TASK DIRECTIONS:
Can you turn the items below into a JSON list of strings, with one string per line and blank lines left out?

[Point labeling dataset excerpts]
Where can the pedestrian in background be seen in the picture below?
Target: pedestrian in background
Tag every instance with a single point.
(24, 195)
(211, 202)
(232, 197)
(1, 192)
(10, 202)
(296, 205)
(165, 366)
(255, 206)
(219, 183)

FINISHED EXERCISE:
[
  "Where can the pedestrian in background be seen in the picture below?",
  "Target: pedestrian in background",
  "Tag every instance with a single point.",
  "(24, 195)",
  "(211, 202)",
  "(232, 197)",
  "(1, 192)",
  "(10, 202)",
  "(296, 205)",
  "(165, 366)",
  "(255, 206)",
  "(219, 183)"
]